Point annotation dataset items
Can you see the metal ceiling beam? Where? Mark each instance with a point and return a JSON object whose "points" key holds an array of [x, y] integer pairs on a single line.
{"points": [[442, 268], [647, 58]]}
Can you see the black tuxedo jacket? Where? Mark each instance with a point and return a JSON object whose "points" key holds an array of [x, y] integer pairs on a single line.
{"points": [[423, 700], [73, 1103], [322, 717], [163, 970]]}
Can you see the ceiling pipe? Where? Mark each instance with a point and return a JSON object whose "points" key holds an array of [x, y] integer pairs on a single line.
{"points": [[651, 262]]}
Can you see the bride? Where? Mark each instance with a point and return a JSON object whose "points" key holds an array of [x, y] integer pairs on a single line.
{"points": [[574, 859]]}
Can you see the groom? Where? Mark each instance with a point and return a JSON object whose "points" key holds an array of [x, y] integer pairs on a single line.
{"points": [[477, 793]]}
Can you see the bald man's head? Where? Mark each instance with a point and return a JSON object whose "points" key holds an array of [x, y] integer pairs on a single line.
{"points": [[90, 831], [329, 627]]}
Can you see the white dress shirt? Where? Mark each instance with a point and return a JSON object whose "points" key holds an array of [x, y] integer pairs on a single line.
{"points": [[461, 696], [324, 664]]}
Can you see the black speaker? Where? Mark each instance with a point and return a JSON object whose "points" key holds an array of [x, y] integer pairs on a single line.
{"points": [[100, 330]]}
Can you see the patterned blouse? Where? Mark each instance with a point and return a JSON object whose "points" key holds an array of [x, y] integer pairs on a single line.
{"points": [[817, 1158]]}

Challenge
Copy, word for word, the part of the items that opens with the line containing "Can you see the bride?" and closes with the final line of the items, keeping both of those lines.

Output of the task
Can you see the bride? Where? Mark each instance with a point and return a JSON object whose "points" key holds an array of [x, y] integer pairs on a single line.
{"points": [[574, 859]]}
Can you see the groom? Where? Mark each instance with a point and return a JSON object whose "points" key holds an array of [x, y] integer pairs on a single line.
{"points": [[477, 793]]}
Can you see the bald man's head? Where? Mark each instance with a point and return a JSON object whose "points" key holds an array of [x, y] integer pairs on a single line.
{"points": [[90, 831], [329, 627]]}
Can you see the white dress shirt? Where? Mark each instance with a point and return a JSON object whose "points" key holds an array of [x, y] integer pairs on a single line.
{"points": [[461, 696], [324, 664]]}
Can you see the black speaker? Where? Mark each instance with a point and return a JSON object whose "points" key holds an array of [x, y] integer pairs on a single line.
{"points": [[100, 330]]}
Can you see the patterned blouse? Where? Mark each instance with a point and return a JSON object whose "points" key holds an array of [x, y] integer pairs on a single line.
{"points": [[817, 1158]]}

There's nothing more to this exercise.